[Rows from a dataset]
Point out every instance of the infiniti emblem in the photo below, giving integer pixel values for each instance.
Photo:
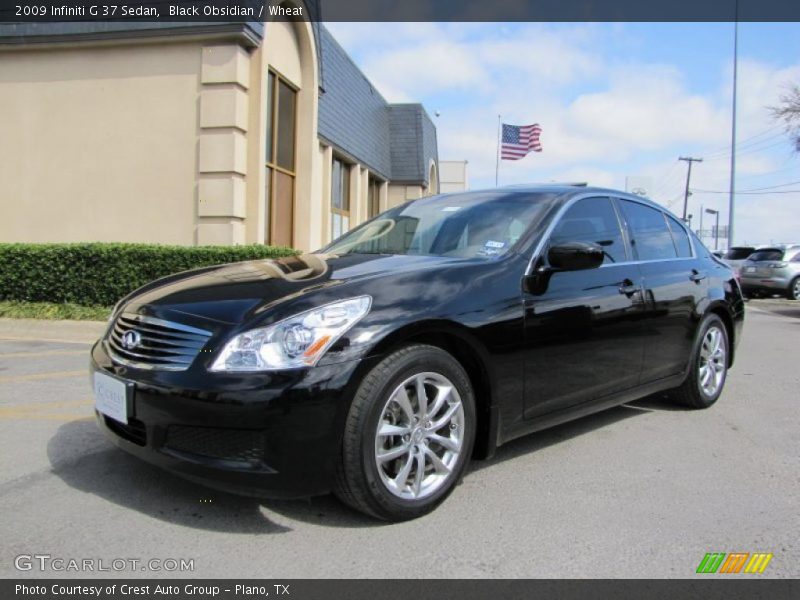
(131, 339)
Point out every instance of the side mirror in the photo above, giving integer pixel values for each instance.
(575, 256)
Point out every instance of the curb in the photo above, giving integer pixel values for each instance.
(43, 330)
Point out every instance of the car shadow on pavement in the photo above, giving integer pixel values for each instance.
(84, 460)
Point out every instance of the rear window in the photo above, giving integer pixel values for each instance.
(767, 254)
(739, 253)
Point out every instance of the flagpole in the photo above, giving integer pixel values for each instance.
(497, 165)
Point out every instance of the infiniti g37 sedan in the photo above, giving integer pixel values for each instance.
(379, 366)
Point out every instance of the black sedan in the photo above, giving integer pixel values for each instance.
(430, 335)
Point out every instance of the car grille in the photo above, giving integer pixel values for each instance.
(160, 344)
(237, 445)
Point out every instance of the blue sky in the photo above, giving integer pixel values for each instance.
(613, 100)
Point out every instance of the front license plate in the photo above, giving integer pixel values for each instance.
(111, 396)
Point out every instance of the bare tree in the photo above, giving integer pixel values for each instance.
(788, 111)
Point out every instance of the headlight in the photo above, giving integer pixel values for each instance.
(299, 341)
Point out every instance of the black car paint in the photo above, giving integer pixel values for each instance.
(537, 356)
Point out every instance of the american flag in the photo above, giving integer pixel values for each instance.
(518, 140)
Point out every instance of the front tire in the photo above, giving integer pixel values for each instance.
(708, 370)
(793, 293)
(408, 436)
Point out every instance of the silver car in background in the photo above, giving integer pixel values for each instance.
(772, 270)
(736, 255)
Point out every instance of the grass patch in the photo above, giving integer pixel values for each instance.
(50, 310)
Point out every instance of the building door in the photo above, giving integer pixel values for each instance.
(280, 166)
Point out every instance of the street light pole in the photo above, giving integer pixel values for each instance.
(689, 160)
(732, 197)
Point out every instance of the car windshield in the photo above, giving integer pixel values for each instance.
(470, 225)
(766, 254)
(739, 253)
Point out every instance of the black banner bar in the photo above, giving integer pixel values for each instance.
(714, 588)
(240, 11)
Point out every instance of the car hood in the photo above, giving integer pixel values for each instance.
(234, 293)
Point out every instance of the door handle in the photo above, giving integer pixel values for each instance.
(628, 288)
(697, 276)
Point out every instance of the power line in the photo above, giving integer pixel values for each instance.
(745, 146)
(752, 150)
(771, 187)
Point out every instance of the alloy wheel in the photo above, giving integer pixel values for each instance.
(419, 436)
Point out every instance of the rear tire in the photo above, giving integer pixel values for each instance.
(793, 293)
(708, 369)
(401, 457)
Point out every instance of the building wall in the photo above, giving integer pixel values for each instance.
(100, 144)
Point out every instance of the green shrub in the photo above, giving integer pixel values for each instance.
(100, 274)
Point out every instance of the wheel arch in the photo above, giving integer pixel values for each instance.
(459, 342)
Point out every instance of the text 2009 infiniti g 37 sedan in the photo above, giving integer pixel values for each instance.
(430, 335)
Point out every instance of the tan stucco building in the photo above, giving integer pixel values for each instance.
(182, 133)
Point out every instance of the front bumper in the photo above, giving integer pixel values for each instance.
(268, 434)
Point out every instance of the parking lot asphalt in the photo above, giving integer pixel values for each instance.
(643, 490)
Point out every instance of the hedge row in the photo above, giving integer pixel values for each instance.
(100, 274)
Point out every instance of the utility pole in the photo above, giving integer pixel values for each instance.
(689, 160)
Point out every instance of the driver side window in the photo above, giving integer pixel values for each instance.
(592, 220)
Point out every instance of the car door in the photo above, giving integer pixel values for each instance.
(582, 328)
(675, 283)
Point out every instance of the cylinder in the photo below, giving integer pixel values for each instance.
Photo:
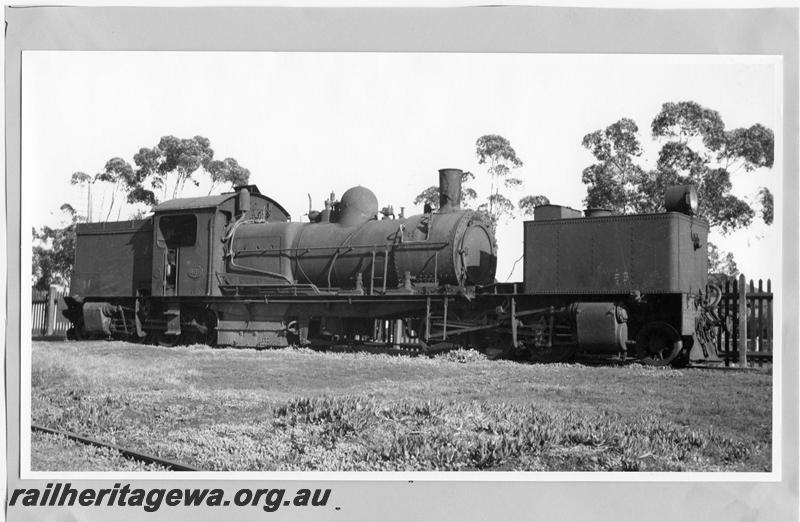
(600, 327)
(450, 190)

## [Challenge]
Duplicate everything from the line containing "Point out every instance of the cylinder" down to the end of the rows, leaving the picture out of your copy.

## [Task result]
Point out every instance of the cylinder in the photo below, giving integer pixel values for each instance.
Photo:
(600, 327)
(450, 190)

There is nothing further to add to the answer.